* [Material for this exercise]:

▽

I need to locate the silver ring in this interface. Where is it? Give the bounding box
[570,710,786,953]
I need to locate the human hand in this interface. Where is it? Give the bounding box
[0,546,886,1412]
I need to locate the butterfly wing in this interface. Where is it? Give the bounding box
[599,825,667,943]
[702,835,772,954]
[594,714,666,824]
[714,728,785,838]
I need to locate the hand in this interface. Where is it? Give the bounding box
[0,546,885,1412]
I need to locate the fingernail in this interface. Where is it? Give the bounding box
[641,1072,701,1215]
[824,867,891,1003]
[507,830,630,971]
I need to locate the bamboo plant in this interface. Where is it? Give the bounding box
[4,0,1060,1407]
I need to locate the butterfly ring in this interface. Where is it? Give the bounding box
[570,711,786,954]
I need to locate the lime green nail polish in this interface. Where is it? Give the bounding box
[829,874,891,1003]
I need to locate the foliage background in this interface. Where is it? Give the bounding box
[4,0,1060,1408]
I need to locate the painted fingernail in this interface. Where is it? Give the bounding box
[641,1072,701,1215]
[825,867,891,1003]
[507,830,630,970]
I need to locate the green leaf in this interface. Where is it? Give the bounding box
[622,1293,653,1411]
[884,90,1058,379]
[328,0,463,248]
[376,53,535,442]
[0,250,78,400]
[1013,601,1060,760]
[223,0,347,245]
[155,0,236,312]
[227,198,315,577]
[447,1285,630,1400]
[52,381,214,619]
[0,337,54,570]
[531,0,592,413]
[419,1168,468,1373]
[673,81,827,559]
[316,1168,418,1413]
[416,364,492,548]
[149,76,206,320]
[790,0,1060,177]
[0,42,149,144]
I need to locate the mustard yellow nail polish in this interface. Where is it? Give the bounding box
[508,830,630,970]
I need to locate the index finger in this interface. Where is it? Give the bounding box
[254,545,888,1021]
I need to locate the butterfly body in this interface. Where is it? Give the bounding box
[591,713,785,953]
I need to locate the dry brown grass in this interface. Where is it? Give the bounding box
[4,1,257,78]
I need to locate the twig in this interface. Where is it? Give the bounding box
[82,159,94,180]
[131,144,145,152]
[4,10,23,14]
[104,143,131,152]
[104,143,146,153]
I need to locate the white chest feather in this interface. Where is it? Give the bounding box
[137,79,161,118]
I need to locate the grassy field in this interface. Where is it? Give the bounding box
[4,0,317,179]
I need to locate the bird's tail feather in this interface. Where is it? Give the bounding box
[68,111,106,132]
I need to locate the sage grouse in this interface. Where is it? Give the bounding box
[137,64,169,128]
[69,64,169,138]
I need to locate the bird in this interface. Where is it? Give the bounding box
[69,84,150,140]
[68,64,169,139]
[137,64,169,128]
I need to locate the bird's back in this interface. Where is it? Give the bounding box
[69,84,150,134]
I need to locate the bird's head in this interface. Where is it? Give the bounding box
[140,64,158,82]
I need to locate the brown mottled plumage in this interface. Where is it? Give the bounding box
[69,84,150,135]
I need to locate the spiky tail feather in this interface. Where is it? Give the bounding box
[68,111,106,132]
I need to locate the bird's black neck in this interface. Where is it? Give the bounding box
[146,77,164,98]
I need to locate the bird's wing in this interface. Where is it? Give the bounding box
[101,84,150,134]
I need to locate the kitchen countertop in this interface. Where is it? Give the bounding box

△

* [Work request]: Every line of the data is to be printed again exactly.

* [Output of the exercise]:
I need to locate the silver ring in this interface. Where is it? Give the bounding box
[570,710,786,953]
I need to locate the human hand in this interface. Where is it? Give the bounding box
[0,546,886,1412]
I need to locate the butterfly wing in this interface. Where is it? Give the bounding box
[599,825,667,943]
[702,835,772,954]
[594,714,666,824]
[714,728,785,838]
I need to locate the hand in this interface. Where is it? Give the bounding box
[0,546,885,1412]
I need to locate the fingernail in this interface. Where is it? Give the bounding box
[641,1072,701,1215]
[824,867,891,1003]
[507,830,630,971]
I need to locate the bamboo plant in this interface. Where is it? Give the bounding box
[4,0,1060,1407]
I need to locate the butterfly ring in this interface. Where is it? Give the bounding box
[570,711,786,954]
I need to locate the lime green nail polish in this interface. Where is it? Give the bounding box
[829,874,891,1003]
I need to locate the foliage background in this interface. Where is it? Give the bounding box
[4,0,1060,1408]
I need to locate the painted fingernail in this interface. Where is it? Give the bounding box
[641,1072,701,1215]
[825,867,891,1003]
[507,830,630,970]
I need to locate the green leaf in this interface. Where is it? Give the bounding box
[622,1293,653,1411]
[884,90,1058,379]
[328,0,463,248]
[376,53,535,442]
[0,250,78,400]
[1013,601,1060,760]
[223,0,347,245]
[155,0,236,312]
[227,198,315,577]
[447,1285,630,1400]
[52,381,214,619]
[0,337,54,570]
[531,0,592,413]
[419,1168,468,1373]
[673,81,827,559]
[316,1168,418,1413]
[416,364,492,548]
[149,76,206,320]
[790,0,1060,177]
[0,42,149,144]
I need to locate the mustard yellow nail polish in this interface. Where is it? Give the bounding box
[508,830,630,970]
I need to locate the index finger in this interface. Where is it? Give the bounding box
[254,545,888,1021]
I need to locate the butterfly body in this interface. Where is it? Give the bounding box
[591,713,785,953]
I need to locate the dry brown grass in this interface. Where is it? Give the bounding box
[4,1,257,78]
I need to locate the twig in this interface. Where is it? Give the bounding box
[82,159,94,180]
[131,144,145,152]
[4,10,23,14]
[104,143,131,152]
[104,143,146,153]
I need to locate the white chest feather in this interface. Where is it? Give the bounding box
[137,79,161,118]
I need to locate the grassy field in this interface. Where is it? Give the bounding box
[4,0,317,179]
I need to locate the bird's tail feather in this interface. Where is it? Give the bounding box
[68,111,106,132]
I need to locate the sage grouse in this interface. Where is it? Give the bounding box
[137,64,169,128]
[69,64,169,138]
I need to locate the bird in this interface. Where is it? Give the bounding box
[69,84,150,140]
[68,64,169,139]
[137,64,169,128]
I need to locate the bird's back in this interface. Where is it? Give the bounding box
[69,84,150,134]
I need to locate the bird's head in this interface. Where is it? Give the bounding box
[140,64,158,82]
I need to locate the brown mottled plumage in this interface. Where is it? Give the bounding box
[69,84,150,135]
I need to locate the spiky tail feather in this interface. Where is it? Give the bounding box
[68,111,106,132]
I need to locate the bird's black neck in this interface. Where is it? Give the bounding box
[146,77,164,98]
I need to locate the bird's wing in this interface. Where is it? Give the bounding box
[101,84,150,134]
I need to locate the kitchen countertop in this interface. Where is it? Give the bounding box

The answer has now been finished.